* AIM OF THE TASK: State only how many lines in the material below contain the word "kitchen".

* Collected data entries:
⁂
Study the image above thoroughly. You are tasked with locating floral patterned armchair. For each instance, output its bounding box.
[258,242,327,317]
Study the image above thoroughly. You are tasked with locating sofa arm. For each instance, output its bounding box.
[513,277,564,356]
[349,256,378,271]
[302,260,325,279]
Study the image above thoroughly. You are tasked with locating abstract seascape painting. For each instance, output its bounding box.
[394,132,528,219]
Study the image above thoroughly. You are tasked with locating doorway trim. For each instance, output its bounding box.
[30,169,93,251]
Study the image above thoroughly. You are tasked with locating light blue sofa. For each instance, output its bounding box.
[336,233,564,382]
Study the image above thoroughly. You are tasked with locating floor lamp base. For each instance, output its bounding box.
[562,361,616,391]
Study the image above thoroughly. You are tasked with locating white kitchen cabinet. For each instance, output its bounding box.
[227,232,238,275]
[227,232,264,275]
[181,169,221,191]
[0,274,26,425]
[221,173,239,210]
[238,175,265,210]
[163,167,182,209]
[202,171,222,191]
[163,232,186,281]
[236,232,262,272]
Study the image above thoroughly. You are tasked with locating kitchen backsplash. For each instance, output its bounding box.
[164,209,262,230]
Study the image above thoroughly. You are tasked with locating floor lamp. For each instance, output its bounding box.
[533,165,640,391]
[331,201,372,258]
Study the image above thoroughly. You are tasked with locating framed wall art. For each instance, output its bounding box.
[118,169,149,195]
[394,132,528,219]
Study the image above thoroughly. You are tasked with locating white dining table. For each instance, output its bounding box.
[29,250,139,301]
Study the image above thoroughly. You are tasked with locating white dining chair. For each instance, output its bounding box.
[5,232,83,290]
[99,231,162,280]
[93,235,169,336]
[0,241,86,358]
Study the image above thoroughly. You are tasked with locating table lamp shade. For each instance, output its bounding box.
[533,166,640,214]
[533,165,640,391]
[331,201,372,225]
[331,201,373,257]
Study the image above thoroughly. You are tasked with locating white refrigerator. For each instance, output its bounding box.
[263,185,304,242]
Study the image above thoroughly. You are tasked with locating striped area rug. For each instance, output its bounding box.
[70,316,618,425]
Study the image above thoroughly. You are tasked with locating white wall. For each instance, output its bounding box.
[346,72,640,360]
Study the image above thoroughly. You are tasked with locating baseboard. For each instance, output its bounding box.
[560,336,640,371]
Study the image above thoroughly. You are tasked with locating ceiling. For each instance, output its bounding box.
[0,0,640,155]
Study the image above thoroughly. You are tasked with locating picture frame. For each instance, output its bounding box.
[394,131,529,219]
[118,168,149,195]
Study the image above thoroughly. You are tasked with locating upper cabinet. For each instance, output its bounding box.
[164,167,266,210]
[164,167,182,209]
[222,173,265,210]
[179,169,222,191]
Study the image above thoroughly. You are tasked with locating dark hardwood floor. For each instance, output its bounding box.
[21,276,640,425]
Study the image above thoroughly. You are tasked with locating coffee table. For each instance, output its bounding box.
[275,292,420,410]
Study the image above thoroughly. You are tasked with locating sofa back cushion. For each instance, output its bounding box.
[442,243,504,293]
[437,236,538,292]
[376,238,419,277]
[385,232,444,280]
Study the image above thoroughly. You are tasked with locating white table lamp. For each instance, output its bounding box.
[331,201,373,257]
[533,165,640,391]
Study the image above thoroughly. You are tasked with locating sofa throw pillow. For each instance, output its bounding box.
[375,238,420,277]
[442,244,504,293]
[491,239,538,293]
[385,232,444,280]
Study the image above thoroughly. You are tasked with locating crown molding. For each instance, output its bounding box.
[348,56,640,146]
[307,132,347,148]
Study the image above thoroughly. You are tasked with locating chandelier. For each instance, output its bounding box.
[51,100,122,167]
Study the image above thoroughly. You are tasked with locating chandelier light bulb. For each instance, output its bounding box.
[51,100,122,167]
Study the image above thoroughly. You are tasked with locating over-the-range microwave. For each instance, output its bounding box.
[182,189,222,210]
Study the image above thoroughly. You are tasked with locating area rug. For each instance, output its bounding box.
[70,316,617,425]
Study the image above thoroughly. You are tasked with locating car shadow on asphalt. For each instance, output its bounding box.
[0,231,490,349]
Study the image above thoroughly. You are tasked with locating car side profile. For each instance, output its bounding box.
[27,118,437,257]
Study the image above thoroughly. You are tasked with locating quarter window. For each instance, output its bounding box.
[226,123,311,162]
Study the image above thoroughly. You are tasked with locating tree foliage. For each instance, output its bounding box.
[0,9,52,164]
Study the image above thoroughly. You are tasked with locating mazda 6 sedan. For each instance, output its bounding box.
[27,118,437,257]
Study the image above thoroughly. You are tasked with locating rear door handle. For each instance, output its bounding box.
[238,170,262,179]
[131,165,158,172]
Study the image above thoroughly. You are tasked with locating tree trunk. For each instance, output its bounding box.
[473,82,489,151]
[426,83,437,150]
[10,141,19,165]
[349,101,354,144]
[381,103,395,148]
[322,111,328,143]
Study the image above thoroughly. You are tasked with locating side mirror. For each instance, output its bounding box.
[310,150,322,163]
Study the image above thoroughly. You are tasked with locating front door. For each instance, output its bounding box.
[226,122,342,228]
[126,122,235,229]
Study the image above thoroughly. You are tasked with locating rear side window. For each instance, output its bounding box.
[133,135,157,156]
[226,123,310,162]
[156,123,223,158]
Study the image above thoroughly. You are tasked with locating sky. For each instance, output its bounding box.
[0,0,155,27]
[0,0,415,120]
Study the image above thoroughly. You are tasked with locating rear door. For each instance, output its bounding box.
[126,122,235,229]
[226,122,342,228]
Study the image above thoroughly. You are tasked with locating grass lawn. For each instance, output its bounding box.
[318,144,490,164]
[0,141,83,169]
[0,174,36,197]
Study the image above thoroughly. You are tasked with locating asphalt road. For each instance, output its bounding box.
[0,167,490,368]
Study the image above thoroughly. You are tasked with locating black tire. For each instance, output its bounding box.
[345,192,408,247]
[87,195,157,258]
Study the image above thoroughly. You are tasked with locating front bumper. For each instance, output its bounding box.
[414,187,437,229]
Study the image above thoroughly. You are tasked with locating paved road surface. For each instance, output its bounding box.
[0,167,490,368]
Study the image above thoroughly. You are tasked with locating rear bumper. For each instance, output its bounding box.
⁂
* COMPLETED TASK: 2